The task. Every line below should be repeated exactly.

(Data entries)
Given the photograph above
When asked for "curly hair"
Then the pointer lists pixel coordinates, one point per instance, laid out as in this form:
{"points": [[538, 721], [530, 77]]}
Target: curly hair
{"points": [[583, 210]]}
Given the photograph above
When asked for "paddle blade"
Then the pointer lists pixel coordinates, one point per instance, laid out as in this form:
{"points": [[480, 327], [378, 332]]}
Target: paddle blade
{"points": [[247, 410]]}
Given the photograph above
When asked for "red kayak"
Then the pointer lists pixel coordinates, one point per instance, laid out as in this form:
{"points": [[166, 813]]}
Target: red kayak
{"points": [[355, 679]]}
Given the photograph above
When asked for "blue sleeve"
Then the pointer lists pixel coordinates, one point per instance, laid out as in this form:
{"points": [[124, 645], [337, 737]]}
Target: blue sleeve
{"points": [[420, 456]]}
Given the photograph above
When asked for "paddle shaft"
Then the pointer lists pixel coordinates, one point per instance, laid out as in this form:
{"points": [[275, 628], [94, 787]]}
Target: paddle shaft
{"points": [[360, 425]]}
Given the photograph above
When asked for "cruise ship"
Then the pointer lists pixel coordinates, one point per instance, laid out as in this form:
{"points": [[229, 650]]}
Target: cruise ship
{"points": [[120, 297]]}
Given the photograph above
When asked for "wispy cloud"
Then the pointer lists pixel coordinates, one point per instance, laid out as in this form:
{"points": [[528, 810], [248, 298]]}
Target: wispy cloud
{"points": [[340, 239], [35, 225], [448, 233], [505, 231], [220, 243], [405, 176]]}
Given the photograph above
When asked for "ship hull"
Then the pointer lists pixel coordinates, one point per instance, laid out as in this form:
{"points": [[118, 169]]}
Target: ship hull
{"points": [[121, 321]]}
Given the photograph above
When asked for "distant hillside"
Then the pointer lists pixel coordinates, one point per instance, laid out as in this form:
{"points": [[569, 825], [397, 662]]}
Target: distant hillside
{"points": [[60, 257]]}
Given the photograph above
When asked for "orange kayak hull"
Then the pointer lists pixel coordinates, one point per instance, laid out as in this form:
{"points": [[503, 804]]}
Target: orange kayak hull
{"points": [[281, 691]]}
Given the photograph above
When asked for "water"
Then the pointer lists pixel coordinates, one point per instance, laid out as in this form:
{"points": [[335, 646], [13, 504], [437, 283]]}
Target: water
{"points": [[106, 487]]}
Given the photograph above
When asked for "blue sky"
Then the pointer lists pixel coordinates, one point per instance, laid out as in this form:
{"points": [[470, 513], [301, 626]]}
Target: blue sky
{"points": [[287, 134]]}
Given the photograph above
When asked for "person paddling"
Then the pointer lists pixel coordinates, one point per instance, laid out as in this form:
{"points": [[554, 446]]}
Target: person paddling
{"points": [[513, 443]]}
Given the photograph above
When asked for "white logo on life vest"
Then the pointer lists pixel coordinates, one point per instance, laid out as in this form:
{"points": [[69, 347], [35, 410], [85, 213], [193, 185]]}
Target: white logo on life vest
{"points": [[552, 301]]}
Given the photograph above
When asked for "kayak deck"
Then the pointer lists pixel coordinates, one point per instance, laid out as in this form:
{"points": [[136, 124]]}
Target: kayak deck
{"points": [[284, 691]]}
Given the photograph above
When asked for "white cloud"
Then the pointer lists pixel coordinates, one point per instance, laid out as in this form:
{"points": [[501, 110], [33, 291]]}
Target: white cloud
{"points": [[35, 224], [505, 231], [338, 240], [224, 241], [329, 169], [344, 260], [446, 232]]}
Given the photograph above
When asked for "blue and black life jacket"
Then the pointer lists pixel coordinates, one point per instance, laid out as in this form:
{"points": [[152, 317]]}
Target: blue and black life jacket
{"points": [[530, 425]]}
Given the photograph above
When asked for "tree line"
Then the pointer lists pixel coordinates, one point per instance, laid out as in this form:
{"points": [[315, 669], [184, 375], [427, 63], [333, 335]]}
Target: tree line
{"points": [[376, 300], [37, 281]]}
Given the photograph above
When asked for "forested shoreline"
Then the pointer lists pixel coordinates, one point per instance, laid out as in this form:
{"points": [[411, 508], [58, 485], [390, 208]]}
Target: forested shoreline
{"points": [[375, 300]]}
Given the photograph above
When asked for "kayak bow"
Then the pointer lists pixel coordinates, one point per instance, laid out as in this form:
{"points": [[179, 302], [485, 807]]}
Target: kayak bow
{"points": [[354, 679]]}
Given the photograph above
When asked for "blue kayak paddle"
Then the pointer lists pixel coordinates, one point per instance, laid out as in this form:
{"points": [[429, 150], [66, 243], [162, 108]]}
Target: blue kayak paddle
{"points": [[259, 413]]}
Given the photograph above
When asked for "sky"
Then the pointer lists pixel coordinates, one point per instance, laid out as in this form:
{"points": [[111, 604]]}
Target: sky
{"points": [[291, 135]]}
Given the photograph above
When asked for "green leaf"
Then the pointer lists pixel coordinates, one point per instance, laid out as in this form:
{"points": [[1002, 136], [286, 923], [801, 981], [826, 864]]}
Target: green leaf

Exercise response.
Given the photograph above
When asked for "curly hair"
Then the pointer lists pixel coordinates, one point per instance, laid out as in this form:
{"points": [[538, 721], [530, 77]]}
Target: curly hair
{"points": [[583, 210]]}
Given the photograph above
When asked for "paddle blade"
Then the pointer lists pixel coordinates, one point per instance, laid out as in this form:
{"points": [[480, 327], [378, 332]]}
Target: paddle blade
{"points": [[247, 410]]}
Given the photograph above
When asked for "red kayak"
Then the pointer lists pixel coordinates, one point per instance, laid out as in this form:
{"points": [[166, 813]]}
Target: red kayak
{"points": [[355, 679]]}
Given the photograph above
When asked for "blue sleeve"
Then the pointer lists pixel coordinates, one point per instance, laid out as in this form:
{"points": [[124, 645], [337, 737]]}
Target: blue sleeve
{"points": [[420, 456]]}
Given the photograph above
When asked for "paddle shaft"
Then the pointer lists pixel coordinates, one point per instance, laid out as in this form:
{"points": [[275, 628], [94, 787]]}
Target: paddle shaft
{"points": [[360, 425]]}
Given the photograph above
When asked for "cruise ship"
Then the pointer lists pixel coordinates, one point per instance, laid out as in this form:
{"points": [[229, 650]]}
Target: cruise ship
{"points": [[120, 297]]}
Given the photograph above
When asked for "wispy cloud"
Then the pointer lists pixel coordinates, one point per instance, laid out as in this form:
{"points": [[528, 810], [248, 298]]}
Target: wispy cloud
{"points": [[340, 239], [35, 225], [448, 233], [505, 231], [220, 243], [405, 176]]}
Given the photograph above
When asked for "ship hull"
Then the pointer lists pixel coordinates, one point per instance, laid out as in this form:
{"points": [[118, 169]]}
Target: ship hull
{"points": [[121, 321]]}
Given the photograph above
When asked for "distant hillside"
Then the pointer lists pixel coordinates, one point per instance, laid out as in this form:
{"points": [[569, 825], [397, 662]]}
Target: distant hillside
{"points": [[60, 257]]}
Given the photograph above
When asked for "orange kayak hull"
Then the pointer lists pixel coordinates, one point per instance, laid out as in this form:
{"points": [[503, 804]]}
Target: orange kayak hull
{"points": [[281, 691]]}
Given the photograph above
When asked for "water"
Then the pointer lists pixel coordinates, one point per instance, laid out as in this form:
{"points": [[335, 646], [13, 504], [437, 283]]}
Target: water
{"points": [[106, 487]]}
Given the photograph above
When asked for "blue sky"
Then the pointer lists pixel coordinates, one point per instance, laid out as in this form:
{"points": [[470, 513], [301, 626]]}
Target: blue sky
{"points": [[287, 134]]}
Given the photograph above
When asked for "person paddling"
Then the pointer lists pixel coordinates, one point per instance, laid out as in this form:
{"points": [[554, 446]]}
Target: person paddling
{"points": [[513, 443]]}
Given the photograph above
When asked for "white logo on life vest"
Then the pointer lists pixel coordinates, one point per instance, laid out as in this form:
{"points": [[69, 347], [35, 410], [85, 213], [193, 185]]}
Target: white logo on life vest
{"points": [[552, 301]]}
Given the photograph above
When asked for "kayak deck"
Then the pointer lists pixel coordinates, one point per instance, laid out as in this form:
{"points": [[136, 124]]}
Target: kayak deck
{"points": [[284, 691]]}
Given the photograph above
When asked for "white cloud"
Then the pointer lists pixel coordinates, one point per instance, laid out as in this form:
{"points": [[501, 110], [33, 291]]}
Target: white cloud
{"points": [[35, 224], [505, 231], [338, 240], [224, 241], [329, 169], [344, 260], [446, 232]]}
Given the photograph above
When asked for "blue and black life jacket"
Then the pointer lists pixel coordinates, one point per instance, laid out as in this form:
{"points": [[152, 317]]}
Target: blue and black life jacket
{"points": [[530, 425]]}
Given the photograph above
When asked for "tree line"
Then the pointer lists pixel coordinates, one point per instance, laid out as in this form:
{"points": [[315, 669], [184, 375], [427, 63], [333, 335]]}
Target: tree line
{"points": [[376, 300], [37, 281]]}
Given the photograph above
When asked for "forested shoreline"
Then the pointer lists pixel coordinates, one point per instance, laid out as in this form:
{"points": [[411, 508], [58, 485], [390, 208]]}
Target: forested shoreline
{"points": [[375, 300]]}
Given the photograph above
When asked for "kayak bow"
Then the pointer lists pixel coordinates, one point per instance, laid out as in this form:
{"points": [[179, 302], [485, 807]]}
Target: kayak bow
{"points": [[354, 679]]}
Given the photograph above
When asked for "blue kayak paddle"
Then the pointer lists pixel coordinates, one point per instance, laid out as in this form:
{"points": [[429, 150], [66, 243], [162, 108]]}
Target: blue kayak paddle
{"points": [[259, 413]]}
Given the photograph above
When asked for "sky"
Then the pointer lists pixel coordinates, one point per instance, laid out as in this form:
{"points": [[111, 604]]}
Target: sky
{"points": [[291, 135]]}
Given the photograph above
When asked for "green leaf"
Then the pointer lists pixel coordinates, one point per instance, laid out as in this form:
{"points": [[1002, 136], [286, 923], [801, 981], [826, 864]]}
Target: green leaf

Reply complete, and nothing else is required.